- Sayfa Alıntısı -
* * * * *

Türkiye Devrimci İşçi Sendikaları Konfederasyonu (DİSK), “Gelirde, vergide adalet, insanca yaşanılacak ücret” talebiyle İstanbul Kartal Neyzen Tevfik Meydanı’ndan Ankara’ya doğru yürüyüşe geçti.

2026 yılı için asgari ücret pazarlıkları sürerken, Türkiye Devrimci İşçi Sendikaları Konfederasyonu (DİSK), “Gelirde, vergide adalet, insanca yaşanılacak ücret” talebiyle Ankara’ya yürümek için Kartal Neyzen Tevfik Meydanı’nda bir araya geldi.

“Bu yürüyüş milyonların sesini, soluğunu, milyonların talebini Ankara’ya taşıma yürüyüşüdür”

* * * * *

- Sağlanan Materyal -
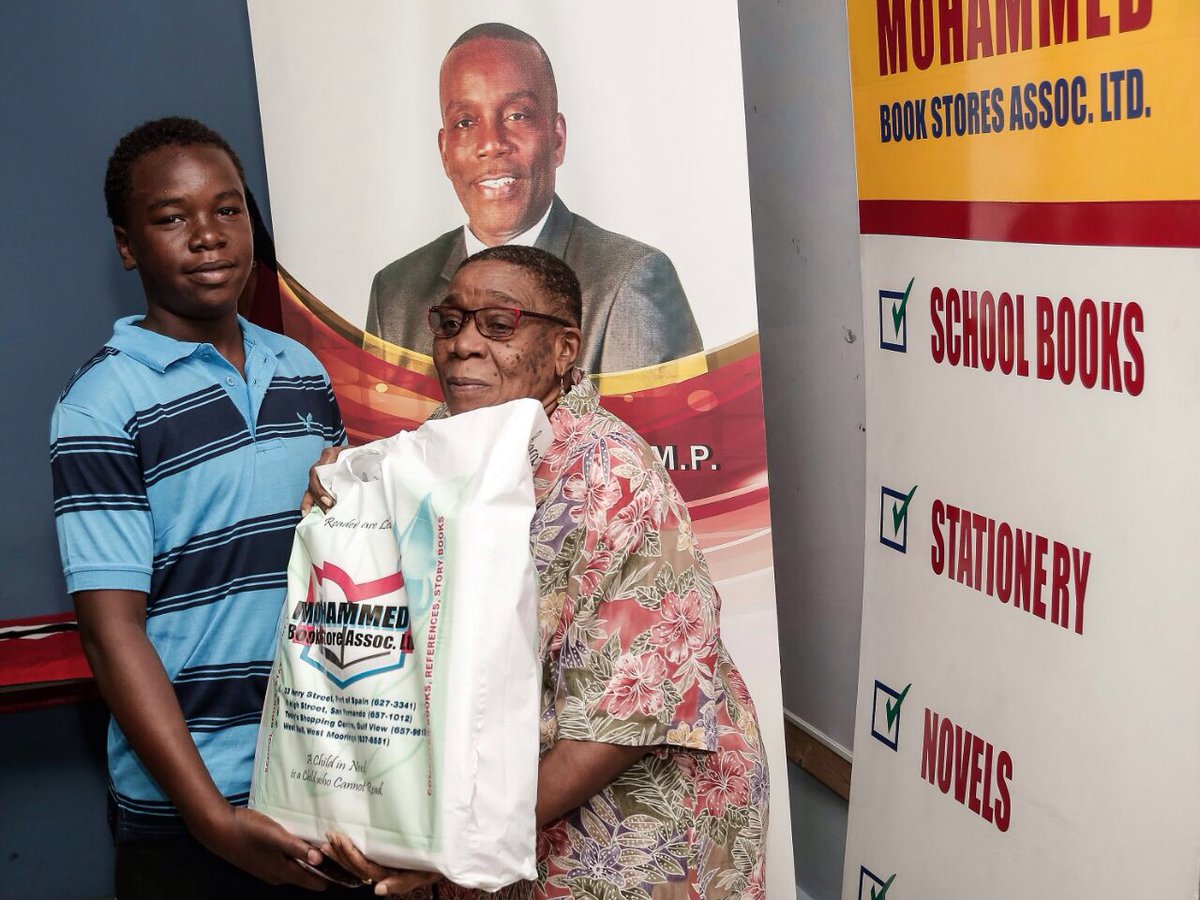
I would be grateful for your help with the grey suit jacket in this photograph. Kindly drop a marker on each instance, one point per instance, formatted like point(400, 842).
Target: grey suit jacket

* * * * *

- Alıştırmalar -
#1 DİSK yürüyüşünü anlatan metne göre konfederasyon Ankara'ya hangi meydandan yola çıktı?
#2 DİSK'in Ankara yürüyüşünü anlatan metni bıraktığı noktadan devam ettirerek tamamlayın.

- Sırasıyla Yanıtlar -
#1 İstanbul Kartal'daki Neyzen Tevfik Meydanı'ndan.

#2
Yürüyüş öncesi açıklama yapan DİSK Genel Başkanı Arzu Çerkezoğlu, “Bugün buradan Kartal, Neyzen Tevfik Meydanı'ndan Ankara'ya doğru yola çıkıyoruz. Bu yürüyüş, sadece İstanbul'dan Ankara'ya attığımız adımlar değil; bu yürüyüş milyonların sesini, soluğunu, milyonların talebini Ankara’ya taşıma yürüyüşüdür. Bu yürüyüş, bu ülkenin aydınlık geleceğini; işçilerin, emekçilerin, bu ülkenin tüm değerlerini ve güzelliklerini üretenlerin, bu ülkenin geleceğini kuranların onur yürüyüşüdür.” dedi.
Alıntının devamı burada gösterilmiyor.